Tarefa –
Copie todos os registros abaixo linha por linha, sem mudar nada. Deixe as imagens de fora.

Conjunto de dados –
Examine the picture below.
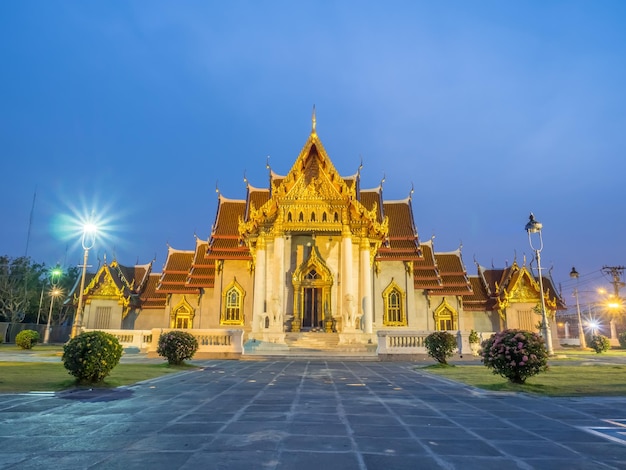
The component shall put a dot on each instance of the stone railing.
(214, 343)
(140, 339)
(412, 343)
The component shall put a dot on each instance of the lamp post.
(88, 240)
(55, 292)
(581, 332)
(534, 226)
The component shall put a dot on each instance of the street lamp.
(55, 292)
(534, 226)
(88, 240)
(581, 332)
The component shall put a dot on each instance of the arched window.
(312, 275)
(232, 305)
(445, 317)
(393, 300)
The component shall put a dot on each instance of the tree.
(22, 283)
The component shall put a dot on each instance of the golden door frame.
(302, 279)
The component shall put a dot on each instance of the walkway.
(308, 415)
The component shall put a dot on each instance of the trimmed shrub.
(515, 354)
(440, 345)
(177, 346)
(26, 339)
(600, 343)
(91, 356)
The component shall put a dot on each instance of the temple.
(315, 252)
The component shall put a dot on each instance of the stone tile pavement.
(308, 414)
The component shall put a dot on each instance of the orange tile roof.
(150, 297)
(478, 299)
(402, 243)
(453, 274)
(225, 242)
(202, 273)
(175, 273)
(371, 197)
(425, 272)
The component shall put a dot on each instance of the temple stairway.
(314, 345)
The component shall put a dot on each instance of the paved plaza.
(308, 414)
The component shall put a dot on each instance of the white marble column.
(346, 277)
(278, 267)
(366, 285)
(258, 308)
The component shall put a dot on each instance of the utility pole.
(616, 274)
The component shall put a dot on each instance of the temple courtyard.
(308, 414)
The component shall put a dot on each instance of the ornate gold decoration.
(313, 197)
(232, 304)
(183, 313)
(523, 288)
(394, 301)
(445, 312)
(323, 280)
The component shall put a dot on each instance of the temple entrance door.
(312, 315)
(312, 284)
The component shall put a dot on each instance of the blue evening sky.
(490, 109)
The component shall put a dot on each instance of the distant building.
(315, 251)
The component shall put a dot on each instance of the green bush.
(26, 339)
(600, 343)
(91, 356)
(515, 354)
(177, 346)
(440, 345)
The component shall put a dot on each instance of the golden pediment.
(524, 291)
(107, 288)
(317, 189)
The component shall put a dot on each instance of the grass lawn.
(560, 380)
(19, 377)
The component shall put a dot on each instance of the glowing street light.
(88, 240)
(534, 226)
(581, 332)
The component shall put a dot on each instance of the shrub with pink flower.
(177, 346)
(515, 354)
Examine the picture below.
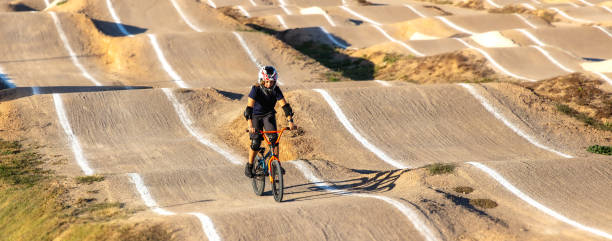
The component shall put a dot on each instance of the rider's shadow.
(380, 182)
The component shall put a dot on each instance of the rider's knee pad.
(255, 143)
(272, 137)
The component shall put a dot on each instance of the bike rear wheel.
(277, 184)
(259, 177)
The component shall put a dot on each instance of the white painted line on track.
(74, 142)
(553, 60)
(603, 76)
(604, 30)
(525, 19)
(494, 4)
(415, 11)
(73, 57)
(208, 226)
(329, 20)
(513, 127)
(501, 180)
(529, 6)
(184, 17)
(246, 48)
(283, 5)
(243, 11)
(418, 221)
(570, 17)
(212, 4)
(5, 80)
(414, 51)
(454, 26)
(587, 3)
(383, 83)
(167, 67)
(282, 21)
(188, 123)
(146, 195)
(345, 8)
(331, 38)
(531, 37)
(540, 43)
(497, 65)
(115, 17)
(347, 124)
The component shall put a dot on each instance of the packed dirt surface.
(417, 120)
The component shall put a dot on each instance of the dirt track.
(110, 103)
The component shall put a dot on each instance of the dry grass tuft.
(463, 189)
(579, 96)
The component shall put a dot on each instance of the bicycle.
(268, 164)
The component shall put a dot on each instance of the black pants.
(264, 122)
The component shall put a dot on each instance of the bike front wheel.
(259, 178)
(277, 183)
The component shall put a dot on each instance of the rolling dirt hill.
(455, 130)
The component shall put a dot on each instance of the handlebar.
(270, 132)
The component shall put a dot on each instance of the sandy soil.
(143, 131)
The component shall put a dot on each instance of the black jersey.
(265, 100)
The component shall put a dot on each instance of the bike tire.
(259, 178)
(277, 185)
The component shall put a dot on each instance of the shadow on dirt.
(465, 203)
(21, 7)
(380, 182)
(112, 29)
(319, 45)
(20, 92)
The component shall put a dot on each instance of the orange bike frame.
(274, 156)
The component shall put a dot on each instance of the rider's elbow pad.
(248, 113)
(288, 110)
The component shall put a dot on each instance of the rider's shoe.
(248, 170)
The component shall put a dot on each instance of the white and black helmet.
(267, 73)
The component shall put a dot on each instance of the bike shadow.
(381, 181)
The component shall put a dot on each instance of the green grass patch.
(483, 203)
(19, 166)
(597, 149)
(439, 168)
(35, 205)
(463, 189)
(334, 59)
(565, 109)
(89, 179)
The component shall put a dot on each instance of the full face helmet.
(267, 73)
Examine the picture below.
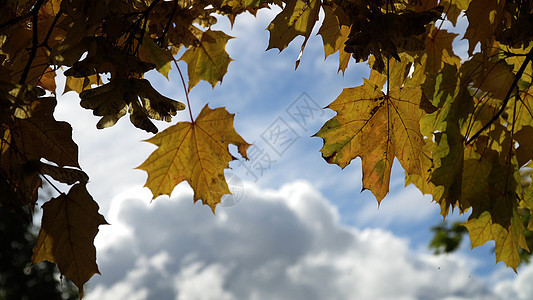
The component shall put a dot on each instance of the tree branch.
(529, 57)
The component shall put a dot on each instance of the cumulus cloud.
(274, 244)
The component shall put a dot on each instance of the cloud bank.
(274, 244)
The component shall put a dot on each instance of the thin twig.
(528, 58)
(186, 89)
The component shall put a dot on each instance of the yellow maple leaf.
(69, 225)
(334, 34)
(297, 18)
(208, 60)
(439, 50)
(196, 152)
(377, 127)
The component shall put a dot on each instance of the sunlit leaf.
(197, 153)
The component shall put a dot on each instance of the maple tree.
(461, 128)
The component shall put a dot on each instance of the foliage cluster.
(462, 129)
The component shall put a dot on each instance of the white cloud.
(274, 244)
(519, 287)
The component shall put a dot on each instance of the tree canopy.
(461, 127)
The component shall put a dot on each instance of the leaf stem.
(528, 59)
(185, 88)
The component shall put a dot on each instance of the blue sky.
(300, 230)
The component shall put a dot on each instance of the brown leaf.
(196, 152)
(69, 225)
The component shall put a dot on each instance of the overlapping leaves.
(461, 128)
(196, 152)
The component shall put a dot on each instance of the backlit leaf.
(69, 225)
(208, 60)
(197, 153)
(297, 18)
(378, 128)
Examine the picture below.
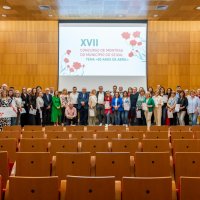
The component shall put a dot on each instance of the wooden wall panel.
(29, 53)
(174, 54)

Resposta escrita –
Examine the picture below.
The component shall put a dot on each instance of the stone railing.
(214, 343)
(140, 339)
(412, 343)
The component shall put a dot on each instance of the lamp post.
(88, 240)
(55, 292)
(581, 332)
(534, 226)
The component shall put a dot on each instance of the street lamp.
(55, 292)
(534, 226)
(88, 240)
(581, 332)
The component shall put a dot on each instance of the arched window.
(312, 275)
(232, 305)
(445, 317)
(393, 300)
The component shall put a dot on each instance of the tree.
(22, 283)
The component shall put a dot on each instance of the golden door frame.
(302, 279)
The component shall put a dot on each instance of the walkway.
(308, 415)
The component shall put a dot on each instance of the trimmed shrub.
(515, 354)
(440, 345)
(177, 346)
(26, 339)
(600, 343)
(91, 356)
The component shall put a dot on each instance of the temple.
(315, 252)
The component shall put a dot on each instance of the stone tile pavement.
(308, 414)
The component shall put a dot on each instance of the orange tile roof.
(150, 297)
(478, 299)
(402, 243)
(453, 274)
(225, 242)
(202, 273)
(175, 273)
(371, 197)
(425, 272)
The component shall put a dot on each instance of the temple stairway.
(314, 345)
The component shall put a dot on each instance of the paved plaza.
(308, 414)
The component shall put a dot on each instance of the white marble column.
(346, 277)
(278, 267)
(366, 285)
(258, 308)
The component shall put a dot on each instance of the utility pole.
(616, 274)
The component shall put a dot on each instance of the temple courtyard.
(308, 414)
The component shall put a dot on each instance of the ornate gold decoration.
(313, 197)
(232, 304)
(183, 313)
(523, 288)
(394, 301)
(445, 312)
(323, 280)
The component shall put a dot on each instance of the temple entrance door.
(312, 315)
(312, 284)
The component shall put a dot on each instance of the blue evening sky.
(490, 109)
The component shall put a dot on each instance of the distant building.
(315, 251)
The component shall put a dot on each instance of the green bush.
(26, 339)
(600, 343)
(91, 356)
(515, 354)
(177, 346)
(440, 345)
The component shall put a dot on each instance of the golden pediment.
(524, 291)
(107, 288)
(317, 189)
The component shall put a dot on each instance of the grass lawn.
(560, 380)
(19, 377)
The component shall put a dot on each instance of the glowing street light.
(88, 240)
(534, 226)
(581, 332)
The component shall put a dot on each instance of the shrub with pink flower.
(177, 346)
(515, 354)
Examine the picture below.
The component shall put a dot on each instance of the rider's shadow.
(380, 182)
The component shall put a dot on each instance of the rider's knee pad.
(255, 143)
(272, 137)
The component shall put a dot on each instance of the bike rear wheel.
(277, 184)
(259, 177)
The component shall put a dot on each instance of the white painted line on track.
(74, 142)
(553, 60)
(603, 76)
(604, 30)
(525, 19)
(494, 4)
(415, 11)
(73, 57)
(208, 226)
(329, 20)
(513, 127)
(501, 180)
(529, 6)
(184, 17)
(246, 48)
(283, 5)
(243, 11)
(418, 221)
(570, 17)
(212, 4)
(5, 80)
(414, 51)
(454, 26)
(587, 3)
(383, 83)
(167, 67)
(282, 21)
(188, 123)
(146, 195)
(345, 8)
(331, 38)
(531, 37)
(540, 43)
(497, 65)
(115, 17)
(347, 124)
The component shall put a dot on each instance of the packed dirt surface.
(417, 120)
The component shall put a dot on each instance of the dirt track.
(110, 103)
The component shall put a dot on each instance of the dry grass tuft.
(463, 189)
(579, 96)
The component shall put a dot on each instance of the bicycle.
(268, 164)
The component shall put a dot on each instance of the black pants.
(264, 122)
The component shall put a dot on each instance of the bike front wheel.
(259, 178)
(277, 183)
The component shall put a dot on each instance of the rolling dirt hill.
(455, 130)
The component shall put a dot on each instance of the handlebar.
(270, 132)
The component shall put a dot on each instance of the sandy soil.
(143, 131)
The component shall put a dot on each instance of the black jersey.
(265, 100)
The component shall put a dot on each instance of the bike tire.
(259, 178)
(277, 185)
The component shall put a dot on each instance of the shadow on dirt.
(465, 203)
(21, 7)
(380, 182)
(112, 29)
(319, 45)
(20, 92)
The component shall put a dot on each instance of the orange bike frame.
(274, 156)
The component shall put a dot on each instance of the rider's elbow pad.
(248, 113)
(288, 110)
The component shall put a dot on each instance of the rider's shoe.
(248, 170)
The component shall put a dot on each instance of the white and black helmet.
(267, 73)
The component shall put a dot on each instance of the bike shadow.
(381, 181)
The component shall put a dot on each instance of the green grass patch.
(483, 203)
(19, 166)
(597, 149)
(439, 168)
(35, 205)
(463, 189)
(334, 59)
(565, 109)
(89, 179)
The component shall put a dot on each instance of the full face helmet.
(267, 73)
Examine the picture below.
The component shall put a dot on each instance of the tree branch.
(529, 57)
The component shall put a dot on each instance of the cumulus cloud.
(274, 244)
The component shall put a dot on each instance of the cloud bank.
(274, 244)
The component shall put a dot on each instance of the thin twig.
(528, 58)
(186, 89)
The component shall put a dot on each instance of the yellow maple leaf.
(69, 225)
(334, 34)
(297, 18)
(208, 60)
(439, 50)
(196, 152)
(377, 127)
The component shall put a dot on each instance of the sunlit leaf.
(197, 153)
The component shall put a dot on each instance of the maple tree.
(461, 128)
The component shall put a dot on each instance of the foliage cluster.
(462, 129)
The component shall put a dot on each instance of the white cloud.
(274, 244)
(519, 287)
The component shall put a dot on each instance of the tree canopy.
(461, 127)
The component shall put a dot on each instance of the leaf stem.
(528, 59)
(185, 88)
The component shall put a dot on each instance of the blue sky.
(300, 230)
The component shall put a dot on each instance of the brown leaf.
(196, 152)
(69, 225)
The component shall put a dot on each instance of the overlapping leaves.
(461, 128)
(196, 152)
The component shall put a dot on each instance of the backlit leaf.
(69, 225)
(208, 60)
(197, 153)
(297, 18)
(378, 128)
Examine the picture below.
The component shall put a dot on each instance of the wooden wall panel.
(29, 53)
(174, 54)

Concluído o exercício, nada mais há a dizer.